**Task brief**
Reproduce all of the data below word for word, keeping every line and its punctuation unchanged.

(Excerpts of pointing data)
┌──

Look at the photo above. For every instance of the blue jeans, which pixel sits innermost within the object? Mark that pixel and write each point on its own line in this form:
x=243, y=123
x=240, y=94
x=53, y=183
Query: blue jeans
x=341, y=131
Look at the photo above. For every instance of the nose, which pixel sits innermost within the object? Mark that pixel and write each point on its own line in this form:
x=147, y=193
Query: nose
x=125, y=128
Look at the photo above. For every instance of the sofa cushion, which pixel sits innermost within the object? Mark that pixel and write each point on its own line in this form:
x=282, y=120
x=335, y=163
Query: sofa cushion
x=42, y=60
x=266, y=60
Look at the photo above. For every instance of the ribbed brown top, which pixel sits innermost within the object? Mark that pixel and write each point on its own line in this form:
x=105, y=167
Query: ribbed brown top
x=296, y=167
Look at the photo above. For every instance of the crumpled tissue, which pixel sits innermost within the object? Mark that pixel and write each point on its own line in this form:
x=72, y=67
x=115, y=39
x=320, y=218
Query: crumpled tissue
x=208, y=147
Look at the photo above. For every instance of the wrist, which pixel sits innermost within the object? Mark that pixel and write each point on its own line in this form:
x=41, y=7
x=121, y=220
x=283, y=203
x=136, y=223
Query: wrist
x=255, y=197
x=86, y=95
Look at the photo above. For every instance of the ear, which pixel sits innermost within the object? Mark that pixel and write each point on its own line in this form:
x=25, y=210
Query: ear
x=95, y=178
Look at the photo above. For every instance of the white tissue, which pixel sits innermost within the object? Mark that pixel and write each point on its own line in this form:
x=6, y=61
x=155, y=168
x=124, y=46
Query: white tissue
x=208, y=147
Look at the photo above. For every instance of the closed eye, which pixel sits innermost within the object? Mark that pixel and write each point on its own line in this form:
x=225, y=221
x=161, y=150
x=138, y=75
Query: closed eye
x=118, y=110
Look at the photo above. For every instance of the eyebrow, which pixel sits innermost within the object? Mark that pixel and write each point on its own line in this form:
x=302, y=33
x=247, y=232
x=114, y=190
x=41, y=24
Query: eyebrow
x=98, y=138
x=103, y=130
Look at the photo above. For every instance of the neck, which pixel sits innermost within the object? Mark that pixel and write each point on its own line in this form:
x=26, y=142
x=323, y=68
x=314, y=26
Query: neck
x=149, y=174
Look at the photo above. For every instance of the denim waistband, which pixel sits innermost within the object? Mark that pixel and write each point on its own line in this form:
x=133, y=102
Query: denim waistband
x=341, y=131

└──

**Solution**
Look at the photo above. For every instance of the blue jeans, which pixel sits innermost within the object? Mark that pixel and write each point on its own line in this form:
x=243, y=123
x=240, y=94
x=53, y=183
Query: blue jeans
x=341, y=131
Look at the photo above. For every instance of the nose, which pixel sits innermost within the object? Mark that pixel and write each point on its own line in this form:
x=147, y=193
Query: nose
x=125, y=128
Look at the photo above. For every instance of the sofa cushion, which pixel sits innermost within the object? Mark that pixel and write each point on its own line in this form:
x=282, y=120
x=335, y=163
Query: sofa cushion
x=42, y=60
x=266, y=60
Look at the photo above. For every instance of the ribbed brown top, which pixel sits innermost within the object? Mark that pixel and write each point on its own line in this form:
x=105, y=167
Query: ribbed brown top
x=296, y=167
Look at the photo above. For every instance of the crumpled tissue, which pixel sits innermost within the object? Mark that pixel and write each point on its own line in this form:
x=72, y=67
x=115, y=39
x=320, y=218
Query: crumpled tissue
x=208, y=147
Look at the photo above. For every instance of the wrist, which pixel sits innermost within the object? Mark that pixel and write each point on its own line in this form:
x=41, y=7
x=121, y=220
x=283, y=203
x=136, y=223
Query: wrist
x=255, y=197
x=86, y=95
Look at the photo above. For every instance of the ear, which pixel sits innermost within the object? Mark that pixel and write each point on its own line in this form:
x=25, y=210
Query: ear
x=95, y=178
Look at the photo above. For every instance of the white tissue, which pixel sits innermost within the object? Mark that pixel and write each point on its own line in this form:
x=6, y=61
x=155, y=168
x=124, y=46
Query: white tissue
x=208, y=147
Look at the photo above. For every instance of the closed eye, which pixel sits innermost within the object? Mark that pixel and write each point on its own line in this form:
x=225, y=221
x=161, y=150
x=138, y=75
Query: closed eye
x=118, y=110
Look at the photo above. For every instance of the eyebrow, which pixel sits innermost within the object? Mark that pixel and write each point on its own line in this form:
x=302, y=33
x=247, y=232
x=114, y=190
x=41, y=24
Query: eyebrow
x=98, y=138
x=103, y=130
Look at the photo above. For every instance of the neck, which pixel sits innermost within the object? Mark that pixel and write each point on its own line in this form:
x=26, y=142
x=323, y=68
x=314, y=26
Query: neck
x=149, y=174
Look at the photo above. For every instance of the denim waistband, which pixel sits innermost within the object? Mark that pixel and write each point on its own line in this form:
x=133, y=102
Query: denim waistband
x=341, y=131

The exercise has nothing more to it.